'''

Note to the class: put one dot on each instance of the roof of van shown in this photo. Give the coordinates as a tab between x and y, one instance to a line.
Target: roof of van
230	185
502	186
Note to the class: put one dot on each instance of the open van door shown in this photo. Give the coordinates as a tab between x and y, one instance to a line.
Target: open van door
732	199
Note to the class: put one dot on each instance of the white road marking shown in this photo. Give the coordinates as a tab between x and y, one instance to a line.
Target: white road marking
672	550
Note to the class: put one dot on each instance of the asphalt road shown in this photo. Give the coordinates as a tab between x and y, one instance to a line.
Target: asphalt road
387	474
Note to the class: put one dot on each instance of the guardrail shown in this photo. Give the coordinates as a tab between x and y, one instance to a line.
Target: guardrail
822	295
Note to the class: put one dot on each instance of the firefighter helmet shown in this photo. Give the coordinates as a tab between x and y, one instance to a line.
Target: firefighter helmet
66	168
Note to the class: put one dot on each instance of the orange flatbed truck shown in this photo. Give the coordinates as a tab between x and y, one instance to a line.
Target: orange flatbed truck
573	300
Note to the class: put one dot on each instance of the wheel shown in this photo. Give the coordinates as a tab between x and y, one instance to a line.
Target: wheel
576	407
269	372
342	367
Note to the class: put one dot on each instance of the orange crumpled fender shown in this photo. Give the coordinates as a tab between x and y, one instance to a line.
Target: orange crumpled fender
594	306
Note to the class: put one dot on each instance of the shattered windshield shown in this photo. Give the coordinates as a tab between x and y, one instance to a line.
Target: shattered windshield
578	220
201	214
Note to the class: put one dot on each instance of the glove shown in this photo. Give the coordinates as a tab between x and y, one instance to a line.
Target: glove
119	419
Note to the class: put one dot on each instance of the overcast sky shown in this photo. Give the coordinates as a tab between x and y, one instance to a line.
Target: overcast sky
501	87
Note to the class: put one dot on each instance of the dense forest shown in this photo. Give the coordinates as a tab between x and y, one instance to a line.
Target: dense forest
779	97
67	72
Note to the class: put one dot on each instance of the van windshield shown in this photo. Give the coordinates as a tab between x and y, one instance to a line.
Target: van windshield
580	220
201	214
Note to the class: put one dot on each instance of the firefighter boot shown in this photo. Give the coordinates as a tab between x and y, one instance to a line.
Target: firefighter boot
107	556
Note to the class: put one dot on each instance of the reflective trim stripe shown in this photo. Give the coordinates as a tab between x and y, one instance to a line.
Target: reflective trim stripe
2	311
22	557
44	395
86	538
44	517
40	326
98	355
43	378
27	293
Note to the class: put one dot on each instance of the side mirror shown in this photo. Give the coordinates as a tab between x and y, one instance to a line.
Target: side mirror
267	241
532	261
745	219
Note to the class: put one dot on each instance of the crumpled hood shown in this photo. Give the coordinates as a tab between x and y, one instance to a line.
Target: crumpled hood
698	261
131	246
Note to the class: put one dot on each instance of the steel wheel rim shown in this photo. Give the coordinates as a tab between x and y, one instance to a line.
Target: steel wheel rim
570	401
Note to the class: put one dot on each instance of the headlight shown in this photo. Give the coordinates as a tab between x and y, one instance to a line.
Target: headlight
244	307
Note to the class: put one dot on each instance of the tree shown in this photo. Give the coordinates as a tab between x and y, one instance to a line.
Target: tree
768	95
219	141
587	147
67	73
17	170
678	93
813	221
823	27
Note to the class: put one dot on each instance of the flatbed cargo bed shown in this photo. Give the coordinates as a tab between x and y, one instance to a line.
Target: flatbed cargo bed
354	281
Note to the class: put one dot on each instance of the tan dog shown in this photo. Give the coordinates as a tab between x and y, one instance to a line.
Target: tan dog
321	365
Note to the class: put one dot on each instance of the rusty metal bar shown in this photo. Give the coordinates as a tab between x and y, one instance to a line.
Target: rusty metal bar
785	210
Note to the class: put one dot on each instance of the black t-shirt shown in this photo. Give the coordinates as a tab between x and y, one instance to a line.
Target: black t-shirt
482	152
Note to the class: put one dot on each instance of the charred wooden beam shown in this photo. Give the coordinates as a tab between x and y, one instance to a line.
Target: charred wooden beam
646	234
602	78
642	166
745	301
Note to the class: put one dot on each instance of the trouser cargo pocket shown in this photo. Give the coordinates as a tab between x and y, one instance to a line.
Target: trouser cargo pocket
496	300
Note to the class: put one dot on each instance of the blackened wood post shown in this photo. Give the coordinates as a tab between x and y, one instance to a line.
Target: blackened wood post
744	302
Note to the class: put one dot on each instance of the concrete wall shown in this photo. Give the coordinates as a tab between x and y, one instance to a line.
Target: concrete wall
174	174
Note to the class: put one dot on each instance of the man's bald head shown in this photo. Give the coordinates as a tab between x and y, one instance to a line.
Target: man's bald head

'''

Exercise directions: Format all of the data above as a JSON array of strings, with one string per line and blank lines left out.

Answer below:
[
  "Note to the class: put one dot on each instance of the roof of van shown in this photo. Give the coordinates as a tab between x and y, one instance to a line.",
  "Target: roof of van",
  "230\t185",
  "502\t186",
  "Note to the class: put one dot on each instance of the open van door shown in this photo. Give the coordinates as a tab between x and y, one instance to a line.",
  "Target: open van door",
  "732\t199",
  "Note to the class: put one dot on each instance of the white road marking shown in this photo. Give the coordinates as a tab between x and y, one instance to a line.",
  "Target: white road marking",
  "672\t550",
  "Note to the class: put one dot on each instance of the asphalt road shown in this photo. Give the coordinates as a tab between x and y, one instance to a line.",
  "Target: asphalt road",
  "387\t474",
  "Note to the class: put one dot on each instance of the guardrail shown in this photo. Give the coordinates as a tab between x and y, one instance to a line.",
  "Target: guardrail",
  "822\t295",
  "Note to the class: put one dot on each instance of the firefighter helmet shown in this photo. Give the coordinates as a tab between x and y, one instance to a line.",
  "Target: firefighter helmet",
  "66\t168",
  "Note to the class: put one dot on each instance of the orange flatbed truck shown in this photo. Give the coordinates as a tab between x and y, one instance to a line.",
  "Target: orange flatbed truck",
  "573\t300",
  "Note to the class: put one dot on each instance of the wheel shown in this photo. Give the coordinates as a tab between x and y, one instance to a line.",
  "Target: wheel",
  "576\t407",
  "269\t372",
  "342\t367",
  "Note to the class: put one dot on each instance of the orange crumpled fender shown in this photo. Give the coordinates as a tab between x and y, one instance to a line.",
  "Target: orange crumpled fender",
  "594\t306",
  "Note to the class: put one dot on each instance of the shattered windshield shown in this photo. Give the coordinates as a tab between x and y, one instance to a line.",
  "Target: shattered windshield",
  "578\t220",
  "201\t214",
  "Note to the class: put one dot on each instance of the glove shown in this photo. Give the coordinates as a tab between x and y, one instance to a line.",
  "Target: glove",
  "119\t419",
  "Note to the class: put one dot on each instance of the overcast sky shown in this photo. Give the coordinates as a tab between x and y, one instance to a line.",
  "Target: overcast sky",
  "501\t87",
  "Note to the class: put one dot on each instance of the dense forest shown in this photo. Give the coordinates as a tab between x and y, one instance to a line.",
  "Target: dense forest",
  "779\t97",
  "67\t72",
  "Note to the class: put one dot on each instance of the van windshield shown in this photo. Give the coordinates as a tab between x and y, one instance to a line.",
  "Target: van windshield",
  "580\t220",
  "201\t214",
  "Note to the class: put one dot on each instance of the firefighter boot shown in this photo. Give the coordinates as a tab between x and y, one instance to a line.",
  "Target: firefighter boot",
  "107\t556",
  "Note to the class: put one dot on each instance of the reflective trim stripe shown in this photo. Give the coordinates as a tab between x and y, one instance to a line.",
  "Target: reflective trim stripe",
  "2\t311",
  "22\t557",
  "44\t395",
  "86\t538",
  "44\t517",
  "40\t326",
  "98\t355",
  "43\t378",
  "27\t293",
  "Note to the class: put one dot on each instance of the side mirror shown in this photo. Give the coordinates as a tab between x and y, one instance to a line.",
  "Target: side mirror",
  "267\t241",
  "532\t261",
  "745\t219",
  "Note to the class: put one dot on each instance of the crumpled hood shown in this photo. Give the coordinates as a tab between x and y, one instance to a line.",
  "Target: crumpled hood",
  "698\t261",
  "131\t246",
  "Note to the class: put one dot on each instance of the steel wheel rim shown in this photo. Give the coordinates as a tab between x and y, one instance to a line.",
  "Target: steel wheel rim",
  "570\t401",
  "Note to the class: put one dot on each instance of the headlight shown in this photo. Give the coordinates as a tab between x and y, one instance to a line.",
  "Target: headlight",
  "244\t307",
  "Note to the class: put one dot on each instance of the tree shown in this photo. Give the coordinates as a tab between x and y, one instance to a line.",
  "Target: tree",
  "768\t95",
  "219\t141",
  "587\t147",
  "67\t73",
  "17\t170",
  "678\t93",
  "813\t221",
  "823\t27",
  "Note to the class: put one dot on each instance of the flatbed cargo bed shown in this photo. Give the coordinates as a tab between x and y, one instance to a line.",
  "Target: flatbed cargo bed",
  "354\t281",
  "Note to the class: put one dot on each instance of the tan dog shown in this photo. Give the coordinates as a tab between x and y, one instance to a line.",
  "Target: tan dog",
  "321\t365",
  "Note to the class: put one dot on each instance of the rusty metal bar shown in this photo. Give the coordinates as a tab between x and y, one instance to a line.",
  "Target: rusty metal bar",
  "785\t210",
  "Note to the class: put one dot on each instance of the black t-shirt shown in this photo. Give the coordinates as a tab between x and y, one instance to a line.",
  "Target: black t-shirt",
  "482\t152",
  "Note to the class: put one dot on each instance of the charred wooden beam shown in this photo. Give the coordinates as a tab between x and y, one instance to a line.",
  "Target: charred wooden beam",
  "646\t234",
  "602\t78",
  "642\t166",
  "745\t301",
  "Note to the class: put one dot on each instance of the trouser cargo pocket shown in this photo. Give the coordinates as a tab between x and y, one instance to a line.",
  "Target: trouser cargo pocket",
  "496\t300",
  "Note to the class: put one dot on each instance of the blackened wood post shown in this photo. Give the coordinates as a tab between x and y, one instance to a line.",
  "Target: blackened wood post",
  "744\t302",
  "Note to the class: put one dot on each instance of the concrete wall shown in this photo. Give the coordinates as a tab between x and y, one instance to a line.",
  "Target: concrete wall",
  "174\t174",
  "Note to the class: put one dot on each instance of the man's bald head shown in this photo. Give the coordinates as a tab between x and y, one instance to a line.",
  "Target: man's bald head"
]